* _Direction_
According to the passage on nitrogen pollution, what isotopic range did nonpoint source runoff from cultivated fields fall in?

* _Document text_
···

The pollution of the hydrosphere and the atmosphere by compounds of
nitrogen is a serious problem that is a population-increase driven component
of global change. Effluents from modern farming practices including
row-cultivated fields and food-animal production facilities along with
industrial wastes, domestic sewage, and storm sewer runoff from urbanized
areas has resulted in elevated nitrate concentrations in surface-
and groundwaters on the North Carolina Coastal Plain. Of particular
concern are the rapidly expanding industrial size swine production facilities
with 6000-10,000 animals per farm. Showers et al. (1990) measured
the isotopic signal from different point and nonpoint sources in the Neuse
River basin. Fertilizers fell near the 0 per mil range,
nonpoint source runoff from cultivated fields fell in the +6 to +9
per mil range, and MSTP effluent fell in the +11 to +14 per mil range.

···

* _Information supplied_

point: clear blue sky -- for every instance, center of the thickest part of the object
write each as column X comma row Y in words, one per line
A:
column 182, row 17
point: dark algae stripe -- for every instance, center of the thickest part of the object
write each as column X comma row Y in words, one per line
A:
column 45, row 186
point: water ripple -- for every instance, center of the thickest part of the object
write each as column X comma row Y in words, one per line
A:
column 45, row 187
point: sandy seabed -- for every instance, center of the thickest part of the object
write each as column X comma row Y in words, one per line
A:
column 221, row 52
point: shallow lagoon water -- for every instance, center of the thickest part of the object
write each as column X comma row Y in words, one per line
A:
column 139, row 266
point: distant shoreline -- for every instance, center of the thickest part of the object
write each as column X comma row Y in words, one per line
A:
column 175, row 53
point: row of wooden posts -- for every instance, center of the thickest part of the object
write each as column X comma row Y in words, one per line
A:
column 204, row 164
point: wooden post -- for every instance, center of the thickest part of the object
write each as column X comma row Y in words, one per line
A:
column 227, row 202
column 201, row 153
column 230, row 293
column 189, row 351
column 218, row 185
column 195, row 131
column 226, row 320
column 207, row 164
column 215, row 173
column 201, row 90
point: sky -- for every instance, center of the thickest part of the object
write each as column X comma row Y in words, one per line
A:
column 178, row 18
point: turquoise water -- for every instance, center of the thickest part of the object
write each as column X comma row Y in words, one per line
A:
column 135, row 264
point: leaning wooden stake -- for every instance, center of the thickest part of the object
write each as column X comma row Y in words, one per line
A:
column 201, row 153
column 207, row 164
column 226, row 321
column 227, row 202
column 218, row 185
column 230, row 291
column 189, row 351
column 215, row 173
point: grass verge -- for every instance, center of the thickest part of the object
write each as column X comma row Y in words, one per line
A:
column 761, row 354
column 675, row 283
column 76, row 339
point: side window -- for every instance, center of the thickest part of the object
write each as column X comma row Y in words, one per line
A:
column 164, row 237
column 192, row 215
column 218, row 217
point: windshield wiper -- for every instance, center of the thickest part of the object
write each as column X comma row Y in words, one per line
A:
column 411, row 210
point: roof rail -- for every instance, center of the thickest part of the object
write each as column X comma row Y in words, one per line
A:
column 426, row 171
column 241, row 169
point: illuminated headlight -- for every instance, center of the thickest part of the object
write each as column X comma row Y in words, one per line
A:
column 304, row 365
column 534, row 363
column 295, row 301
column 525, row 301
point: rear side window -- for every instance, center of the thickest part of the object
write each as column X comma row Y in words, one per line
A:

···

* _Solution for this problem_
The +6 to +9 per mil range.